┌─ Records to use
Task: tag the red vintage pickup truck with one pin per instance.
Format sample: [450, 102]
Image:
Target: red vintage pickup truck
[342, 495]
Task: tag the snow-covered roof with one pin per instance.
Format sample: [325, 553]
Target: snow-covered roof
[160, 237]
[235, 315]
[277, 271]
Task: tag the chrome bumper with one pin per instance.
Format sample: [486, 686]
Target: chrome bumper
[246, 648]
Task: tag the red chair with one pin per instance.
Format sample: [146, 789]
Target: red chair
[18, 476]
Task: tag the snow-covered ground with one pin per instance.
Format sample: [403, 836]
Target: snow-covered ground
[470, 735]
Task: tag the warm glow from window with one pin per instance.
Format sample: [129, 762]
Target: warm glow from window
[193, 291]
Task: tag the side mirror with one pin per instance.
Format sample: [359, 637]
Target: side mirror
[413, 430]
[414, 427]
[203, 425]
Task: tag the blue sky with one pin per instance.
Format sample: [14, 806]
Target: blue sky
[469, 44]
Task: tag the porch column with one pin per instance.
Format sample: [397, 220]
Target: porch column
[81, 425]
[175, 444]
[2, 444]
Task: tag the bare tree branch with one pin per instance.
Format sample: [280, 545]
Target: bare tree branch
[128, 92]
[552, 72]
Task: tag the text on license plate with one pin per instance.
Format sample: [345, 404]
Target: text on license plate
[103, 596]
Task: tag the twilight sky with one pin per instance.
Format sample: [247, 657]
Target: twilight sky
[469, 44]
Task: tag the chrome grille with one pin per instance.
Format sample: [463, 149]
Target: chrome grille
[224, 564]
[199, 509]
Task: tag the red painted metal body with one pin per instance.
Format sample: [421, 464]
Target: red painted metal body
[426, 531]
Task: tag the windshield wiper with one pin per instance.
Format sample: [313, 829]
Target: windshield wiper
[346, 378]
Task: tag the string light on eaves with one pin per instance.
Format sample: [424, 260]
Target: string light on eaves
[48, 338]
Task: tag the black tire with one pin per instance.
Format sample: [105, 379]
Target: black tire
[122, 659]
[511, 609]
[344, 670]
└─
What is expected: Beginning with the line containing "Task: tag the porch" and ending with the line containing "Task: tag the twilight", extract those lines exactly from the listing above, and only those.

Task solution:
Task: tag the porch column with one pin per instance.
Format sample: [397, 220]
Target: porch column
[81, 425]
[175, 444]
[2, 444]
Task: tag the bare tree branch with one pin per instance.
Format sample: [280, 545]
Target: bare tree branch
[128, 92]
[552, 72]
Task: tag the text on license plate with one pin per instance.
Format sample: [345, 404]
Target: text on license plate
[103, 596]
Task: tag the twilight sky with one pin per instance.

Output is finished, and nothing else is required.